Assignment: The output should be all lines of the entries below in which the word "column" occurs.

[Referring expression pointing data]

+ + + + +

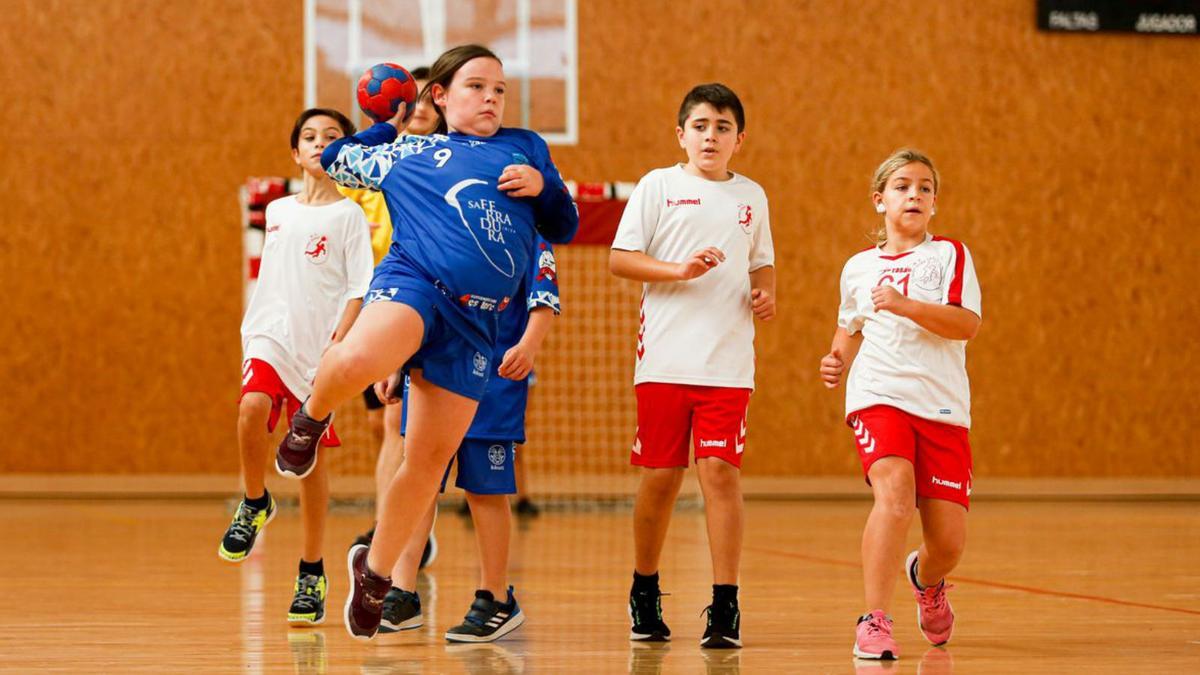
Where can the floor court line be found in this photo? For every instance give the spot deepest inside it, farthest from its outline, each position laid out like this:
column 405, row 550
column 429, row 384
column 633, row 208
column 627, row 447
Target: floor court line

+ + + + +

Result for this exercise:
column 405, row 550
column 429, row 384
column 633, row 208
column 627, row 447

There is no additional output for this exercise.